Rewrite everything below from the line containing "A colleague bet me the overhead" down to the line containing "[35,201,90,217]", both lines included. Keep the requests unchanged and shift every bounding-box coordinate in the answers by adding 39.

<<<<

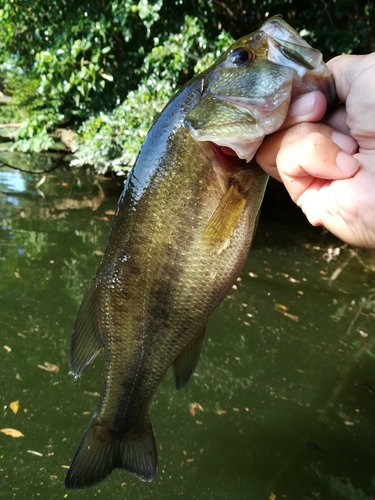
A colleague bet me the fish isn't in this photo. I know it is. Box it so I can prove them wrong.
[65,17,335,489]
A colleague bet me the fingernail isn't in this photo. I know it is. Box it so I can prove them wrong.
[336,151,359,175]
[292,92,316,118]
[332,131,358,154]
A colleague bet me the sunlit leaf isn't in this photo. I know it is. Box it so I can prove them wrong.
[26,450,43,457]
[37,361,60,373]
[0,427,24,438]
[9,401,20,414]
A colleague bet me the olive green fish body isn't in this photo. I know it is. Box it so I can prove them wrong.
[66,19,338,488]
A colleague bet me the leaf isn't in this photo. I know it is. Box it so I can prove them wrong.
[9,401,20,414]
[100,73,113,82]
[0,427,24,438]
[37,361,60,373]
[26,450,43,457]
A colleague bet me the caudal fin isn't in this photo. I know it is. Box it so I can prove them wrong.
[65,416,157,489]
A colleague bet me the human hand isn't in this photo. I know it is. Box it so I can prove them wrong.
[256,53,375,249]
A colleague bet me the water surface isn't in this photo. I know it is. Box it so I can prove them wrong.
[0,169,375,500]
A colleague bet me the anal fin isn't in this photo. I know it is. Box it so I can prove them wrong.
[172,327,206,390]
[69,280,104,377]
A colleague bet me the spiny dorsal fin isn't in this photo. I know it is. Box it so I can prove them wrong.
[201,183,246,254]
[69,280,104,378]
[65,415,157,489]
[172,327,206,390]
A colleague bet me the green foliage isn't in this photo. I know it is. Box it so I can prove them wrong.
[0,0,375,172]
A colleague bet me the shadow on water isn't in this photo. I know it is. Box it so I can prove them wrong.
[0,169,375,500]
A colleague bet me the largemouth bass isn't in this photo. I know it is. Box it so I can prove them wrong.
[66,17,334,488]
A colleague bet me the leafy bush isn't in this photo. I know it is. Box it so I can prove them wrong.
[0,0,375,172]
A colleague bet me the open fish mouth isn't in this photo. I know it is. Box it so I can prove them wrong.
[211,141,252,170]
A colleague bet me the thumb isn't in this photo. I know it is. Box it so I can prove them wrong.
[280,91,327,130]
[327,55,368,102]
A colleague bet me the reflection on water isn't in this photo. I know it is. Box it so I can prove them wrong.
[0,166,375,500]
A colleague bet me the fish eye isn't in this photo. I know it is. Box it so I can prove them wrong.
[230,47,253,66]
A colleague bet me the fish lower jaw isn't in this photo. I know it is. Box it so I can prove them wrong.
[211,142,258,169]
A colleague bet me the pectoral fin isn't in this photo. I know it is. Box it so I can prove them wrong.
[172,327,206,391]
[201,184,246,254]
[69,281,104,378]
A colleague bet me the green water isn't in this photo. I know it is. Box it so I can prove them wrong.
[0,169,375,500]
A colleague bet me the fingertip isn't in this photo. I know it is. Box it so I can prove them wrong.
[336,151,359,177]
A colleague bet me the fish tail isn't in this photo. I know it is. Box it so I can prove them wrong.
[65,415,157,489]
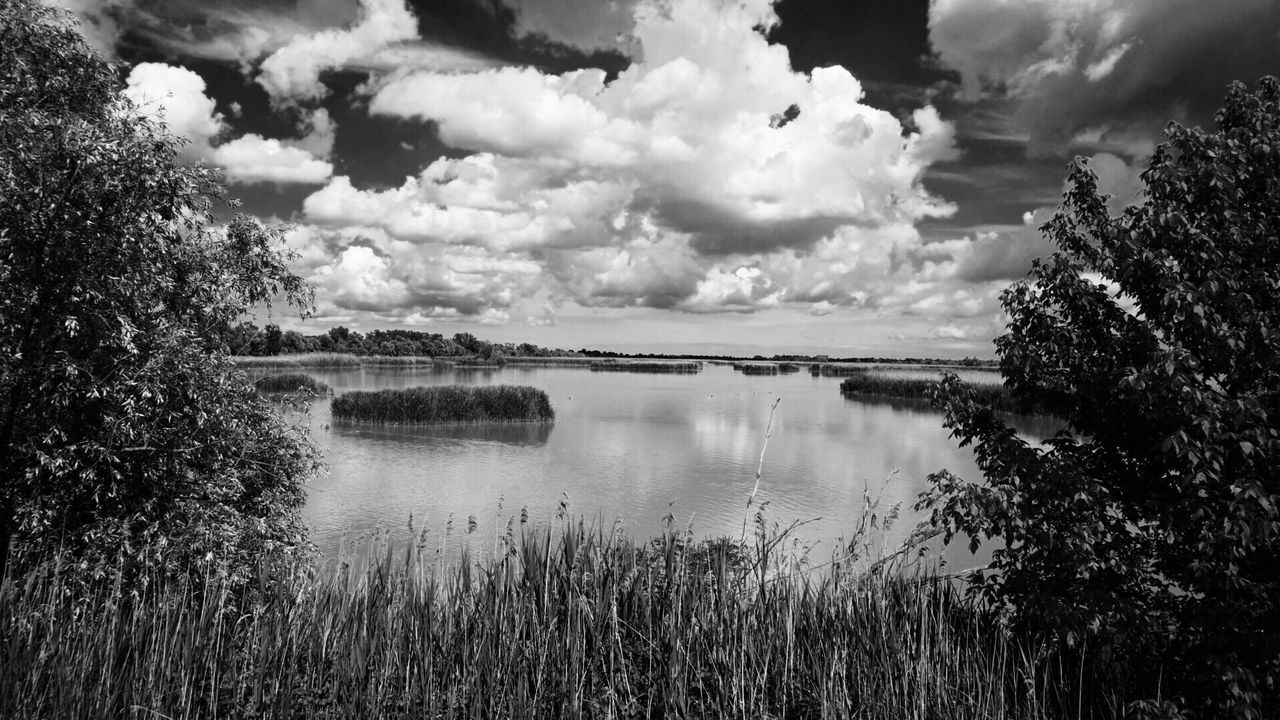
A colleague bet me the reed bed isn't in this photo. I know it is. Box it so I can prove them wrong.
[503,355,596,368]
[332,386,556,425]
[453,357,506,369]
[589,360,703,374]
[0,521,1100,720]
[356,355,443,368]
[253,373,330,395]
[840,373,1037,414]
[809,363,870,378]
[232,352,362,368]
[733,363,778,375]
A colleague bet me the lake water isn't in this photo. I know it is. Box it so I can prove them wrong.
[275,364,1053,565]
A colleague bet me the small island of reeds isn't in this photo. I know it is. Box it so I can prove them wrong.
[253,373,329,395]
[333,386,556,425]
[809,363,868,378]
[590,360,703,374]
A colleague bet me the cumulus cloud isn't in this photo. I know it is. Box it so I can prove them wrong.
[290,0,956,322]
[506,0,636,51]
[210,133,333,184]
[124,63,334,183]
[124,63,227,159]
[257,0,417,101]
[929,0,1280,154]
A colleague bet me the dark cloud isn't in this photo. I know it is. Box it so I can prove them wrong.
[408,0,631,78]
[931,0,1280,155]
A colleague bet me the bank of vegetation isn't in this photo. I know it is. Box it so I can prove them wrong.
[588,360,703,375]
[733,363,778,375]
[0,0,1280,720]
[840,372,1041,415]
[253,373,330,395]
[0,523,1120,720]
[332,384,556,425]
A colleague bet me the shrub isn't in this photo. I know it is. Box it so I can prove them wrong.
[924,78,1280,717]
[332,386,556,425]
[0,0,315,568]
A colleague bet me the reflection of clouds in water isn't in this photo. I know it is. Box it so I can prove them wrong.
[690,405,764,457]
[294,366,1034,560]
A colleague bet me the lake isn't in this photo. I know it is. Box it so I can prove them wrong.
[272,364,1055,566]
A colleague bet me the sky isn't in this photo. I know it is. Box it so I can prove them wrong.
[46,0,1280,357]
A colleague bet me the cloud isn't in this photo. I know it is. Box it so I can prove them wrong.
[124,63,227,159]
[293,0,956,322]
[41,0,134,58]
[506,0,637,51]
[929,0,1280,154]
[210,135,333,184]
[257,0,417,101]
[124,63,334,184]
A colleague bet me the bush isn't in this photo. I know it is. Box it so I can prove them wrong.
[924,78,1280,717]
[332,386,556,425]
[0,0,316,568]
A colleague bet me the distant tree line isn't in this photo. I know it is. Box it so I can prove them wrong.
[577,348,997,368]
[221,322,581,359]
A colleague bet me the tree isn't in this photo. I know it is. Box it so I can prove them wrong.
[922,78,1280,717]
[0,0,316,576]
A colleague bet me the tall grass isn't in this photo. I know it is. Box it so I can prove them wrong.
[253,373,329,395]
[0,521,1111,720]
[809,363,870,378]
[840,373,1039,414]
[332,386,556,425]
[504,355,595,368]
[733,363,778,375]
[590,360,703,374]
[356,355,442,368]
[232,352,361,368]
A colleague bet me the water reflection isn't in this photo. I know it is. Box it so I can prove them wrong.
[294,365,1056,564]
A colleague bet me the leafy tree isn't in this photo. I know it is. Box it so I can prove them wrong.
[0,0,315,564]
[923,78,1280,717]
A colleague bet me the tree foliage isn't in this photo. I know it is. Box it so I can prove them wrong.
[0,0,315,571]
[924,78,1280,717]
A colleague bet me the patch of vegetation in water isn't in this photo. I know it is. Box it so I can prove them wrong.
[332,384,556,425]
[733,363,778,375]
[253,373,330,395]
[590,360,703,374]
[840,373,1037,415]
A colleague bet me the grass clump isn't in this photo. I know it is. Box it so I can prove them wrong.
[590,360,703,374]
[840,373,1038,415]
[809,363,870,378]
[253,373,329,395]
[232,352,361,368]
[0,520,1121,720]
[332,386,556,425]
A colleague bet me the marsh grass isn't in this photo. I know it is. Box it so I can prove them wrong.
[504,355,595,368]
[809,363,870,378]
[253,373,330,396]
[590,360,703,374]
[0,518,1111,720]
[332,384,556,425]
[232,352,362,368]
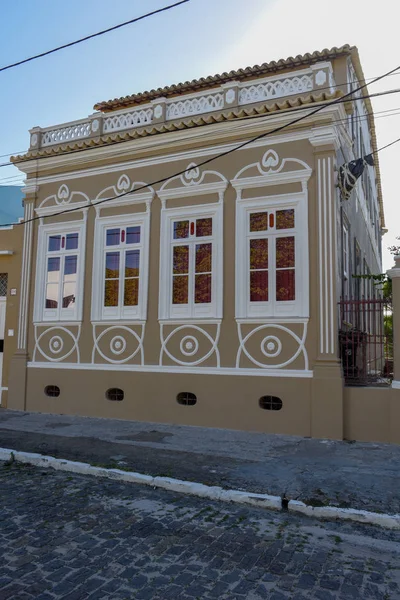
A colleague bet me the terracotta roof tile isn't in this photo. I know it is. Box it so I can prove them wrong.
[94,44,356,112]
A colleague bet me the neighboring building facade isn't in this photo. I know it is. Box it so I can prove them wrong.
[8,46,384,438]
[0,186,24,406]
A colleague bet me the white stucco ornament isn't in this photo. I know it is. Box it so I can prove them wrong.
[49,335,64,354]
[315,71,326,85]
[110,335,126,355]
[154,104,162,119]
[180,335,199,356]
[261,335,282,358]
[225,90,235,104]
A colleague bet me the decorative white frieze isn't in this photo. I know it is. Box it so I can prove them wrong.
[41,121,91,146]
[239,75,313,104]
[103,108,153,133]
[167,93,224,120]
[30,62,335,149]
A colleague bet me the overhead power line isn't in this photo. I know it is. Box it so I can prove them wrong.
[6,65,400,226]
[0,0,190,72]
[0,85,400,168]
[4,106,400,184]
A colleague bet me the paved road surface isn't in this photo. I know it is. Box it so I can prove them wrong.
[0,463,400,600]
[0,407,400,514]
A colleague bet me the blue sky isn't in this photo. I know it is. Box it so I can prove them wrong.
[0,0,400,268]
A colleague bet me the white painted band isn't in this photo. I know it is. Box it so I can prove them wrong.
[0,448,400,529]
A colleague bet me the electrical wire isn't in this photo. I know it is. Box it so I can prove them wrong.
[0,86,400,168]
[0,73,390,158]
[3,65,400,226]
[0,0,190,73]
[4,106,400,185]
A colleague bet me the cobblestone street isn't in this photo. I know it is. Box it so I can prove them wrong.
[0,463,400,600]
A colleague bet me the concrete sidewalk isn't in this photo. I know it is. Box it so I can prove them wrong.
[0,409,400,514]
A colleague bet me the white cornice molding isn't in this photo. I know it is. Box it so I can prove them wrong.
[21,184,40,195]
[231,169,312,190]
[15,104,342,177]
[309,126,340,150]
[157,181,228,200]
[35,201,90,217]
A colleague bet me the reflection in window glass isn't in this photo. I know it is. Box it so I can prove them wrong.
[276,269,296,302]
[124,277,139,306]
[173,246,189,275]
[196,217,212,237]
[65,233,79,250]
[174,221,189,240]
[172,275,189,304]
[106,228,121,246]
[126,226,140,244]
[276,208,294,229]
[49,235,61,252]
[250,212,268,231]
[276,236,294,269]
[250,271,268,302]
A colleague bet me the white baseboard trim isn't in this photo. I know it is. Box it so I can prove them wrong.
[28,362,313,379]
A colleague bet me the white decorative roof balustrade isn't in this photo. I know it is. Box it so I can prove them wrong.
[30,62,335,149]
[41,121,91,146]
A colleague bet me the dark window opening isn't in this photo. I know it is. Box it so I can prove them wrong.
[44,385,60,398]
[176,392,197,406]
[106,388,124,402]
[258,396,282,410]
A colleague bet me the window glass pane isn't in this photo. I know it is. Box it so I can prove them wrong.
[46,283,58,308]
[47,256,60,283]
[250,239,268,269]
[104,279,119,306]
[276,237,294,269]
[124,278,139,306]
[276,208,294,229]
[64,256,78,279]
[49,235,61,252]
[125,250,140,277]
[276,269,296,302]
[126,226,140,244]
[250,212,268,231]
[172,275,189,304]
[250,271,268,302]
[196,217,212,237]
[106,228,121,246]
[174,221,189,240]
[62,281,76,308]
[194,274,211,304]
[65,233,79,250]
[195,244,212,273]
[173,246,189,275]
[105,252,119,279]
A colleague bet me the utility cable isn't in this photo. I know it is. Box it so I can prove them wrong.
[0,84,400,168]
[0,106,400,185]
[0,0,190,73]
[4,65,400,226]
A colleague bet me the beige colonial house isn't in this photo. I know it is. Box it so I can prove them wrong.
[7,46,396,438]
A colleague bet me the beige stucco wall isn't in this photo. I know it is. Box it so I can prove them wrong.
[9,55,354,438]
[0,225,23,406]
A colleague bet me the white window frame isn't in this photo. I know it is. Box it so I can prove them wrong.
[343,223,350,281]
[235,192,309,319]
[91,212,150,322]
[33,220,86,323]
[159,202,223,321]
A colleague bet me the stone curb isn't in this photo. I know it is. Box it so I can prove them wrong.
[0,448,400,529]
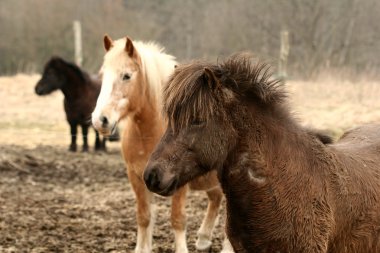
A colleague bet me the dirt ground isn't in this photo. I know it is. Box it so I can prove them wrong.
[0,75,380,252]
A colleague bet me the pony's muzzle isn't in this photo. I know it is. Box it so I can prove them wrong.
[143,165,178,196]
[99,115,108,128]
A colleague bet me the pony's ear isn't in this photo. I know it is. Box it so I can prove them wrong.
[125,37,137,58]
[103,34,113,51]
[203,67,219,90]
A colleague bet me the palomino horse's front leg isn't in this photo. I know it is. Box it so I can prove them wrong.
[171,185,188,253]
[127,168,155,253]
[195,187,223,251]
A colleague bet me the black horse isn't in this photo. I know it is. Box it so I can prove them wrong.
[35,57,119,152]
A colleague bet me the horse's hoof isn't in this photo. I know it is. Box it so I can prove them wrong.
[195,238,212,251]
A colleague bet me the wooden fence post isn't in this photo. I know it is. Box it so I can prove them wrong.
[73,20,83,67]
[278,30,290,79]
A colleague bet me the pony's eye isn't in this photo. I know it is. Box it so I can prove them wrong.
[191,119,204,126]
[123,74,131,81]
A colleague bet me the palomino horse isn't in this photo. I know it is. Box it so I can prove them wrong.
[35,57,118,151]
[144,55,380,253]
[92,36,233,253]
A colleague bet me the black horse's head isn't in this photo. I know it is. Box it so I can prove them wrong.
[34,57,66,96]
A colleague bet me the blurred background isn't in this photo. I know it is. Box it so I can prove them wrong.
[0,0,380,78]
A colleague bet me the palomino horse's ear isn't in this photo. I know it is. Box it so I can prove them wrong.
[103,34,113,51]
[125,37,137,58]
[203,68,219,89]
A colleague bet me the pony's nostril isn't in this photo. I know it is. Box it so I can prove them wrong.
[99,115,108,127]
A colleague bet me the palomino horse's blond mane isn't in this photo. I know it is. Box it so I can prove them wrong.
[104,38,177,109]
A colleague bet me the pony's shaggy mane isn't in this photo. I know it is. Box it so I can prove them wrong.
[163,54,287,128]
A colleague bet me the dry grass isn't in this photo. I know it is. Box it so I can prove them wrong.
[287,78,380,135]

>>>>

[Solution to the exercise]:
A colleague bet me the overhead power line isn't in this photo. I know it is. Box it so I can prove them wrong.
[45,104,439,265]
[39,39,229,111]
[39,124,439,207]
[43,145,439,223]
A colleague bet me the paved road surface isn't in this photo. I know it is. Box it so I can prove them wrong.
[39,502,439,639]
[39,446,439,553]
A colleague bet me the blue sky isn't in this photo. I know it is. Box it so I can prove them wrong.
[39,39,439,307]
A colleague bet me the white painted band isn't in this photo. I know it is. Box it so I can prove them wrong.
[39,487,439,568]
A colleague bet me the electrical wire isn't in this photo. I know it is. Box it so I can prove them wrong.
[39,125,439,207]
[39,112,429,197]
[42,104,439,265]
[39,39,229,112]
[43,145,439,224]
A colleague bet me the cobblestone street isn't in this photo. I know it is. Box it so I can prove them wrong.
[39,502,439,639]
A colleague bet me the concrete sidewalk isn't in this photo. I know it is. Box it so I can prove them wrong.
[39,448,439,553]
A colleague bet me the white cornice molding isn't in this photo. I know it is. Box it so I can prove them wrong.
[60,223,79,234]
[270,208,351,229]
[54,143,381,216]
[348,165,379,189]
[196,220,267,239]
[74,240,129,256]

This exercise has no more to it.